───── LINHAS DE DADOS ─────

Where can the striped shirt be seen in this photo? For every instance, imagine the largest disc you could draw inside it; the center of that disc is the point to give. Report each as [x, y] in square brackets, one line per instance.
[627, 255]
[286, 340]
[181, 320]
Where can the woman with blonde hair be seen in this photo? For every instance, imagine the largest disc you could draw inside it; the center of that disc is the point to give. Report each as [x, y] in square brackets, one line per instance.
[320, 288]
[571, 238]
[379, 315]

─────
───── LINHAS DE DADOS ─────

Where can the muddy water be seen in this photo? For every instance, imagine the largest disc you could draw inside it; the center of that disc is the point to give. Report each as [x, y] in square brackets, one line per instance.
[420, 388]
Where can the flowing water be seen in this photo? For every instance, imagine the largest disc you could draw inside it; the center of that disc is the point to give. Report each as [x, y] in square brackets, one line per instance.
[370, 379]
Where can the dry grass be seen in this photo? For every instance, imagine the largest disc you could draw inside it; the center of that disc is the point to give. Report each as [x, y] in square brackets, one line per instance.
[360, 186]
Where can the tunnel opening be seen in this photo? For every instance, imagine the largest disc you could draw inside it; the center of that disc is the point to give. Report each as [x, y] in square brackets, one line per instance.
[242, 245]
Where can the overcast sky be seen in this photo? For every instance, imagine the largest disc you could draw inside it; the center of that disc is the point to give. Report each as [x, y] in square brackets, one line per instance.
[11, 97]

─────

**TAREFA A FAZER**
Mostre todas as linhas do material acima em que aparece a palavra "seen". Copie cada uma sem mudar nada.

**EXERCÍCIO PRONTO**
Where can the striped shirt be seen in this photo? For every instance, imagine the largest disc you could draw inside it; the center of that disc is the point to give. Report each as [x, y] in square brackets, one line per instance.
Where can the woman with blonde hair be seen in this photo? For every instance, imagine the largest disc you could draw inside it; the center of that disc is the point to give. Report each as [x, y] in square brackets, one line per instance.
Where can the muddy water be seen in this photo? For every instance, imagine the largest disc you could draw inside it; the center of that disc is the point to give. Report each as [x, y] in square brackets, one line per instance.
Where can the flowing water be seen in this photo? For every instance, imagine the largest disc you could draw inside it; the center of that disc is the point to give. Report each as [x, y] in square brackets, one line per instance.
Where can the dry grass be seen in this photo? For every instance, imagine the largest disc you could draw inside it; the center of that disc is the point to give. Report each as [x, y] in square brackets, one line per instance.
Where can the tunnel opening be seen in this photo? For every instance, imagine the largest disc you could draw inside it; the center of that disc is the point to give. Report each as [x, y] in square brackets, one line per instance.
Where can the overcast sky be seen in this photo? For every instance, imagine the largest disc you could draw inside it; the center of that disc is the point to give. Report each as [x, y] in square brackets, one line per instance.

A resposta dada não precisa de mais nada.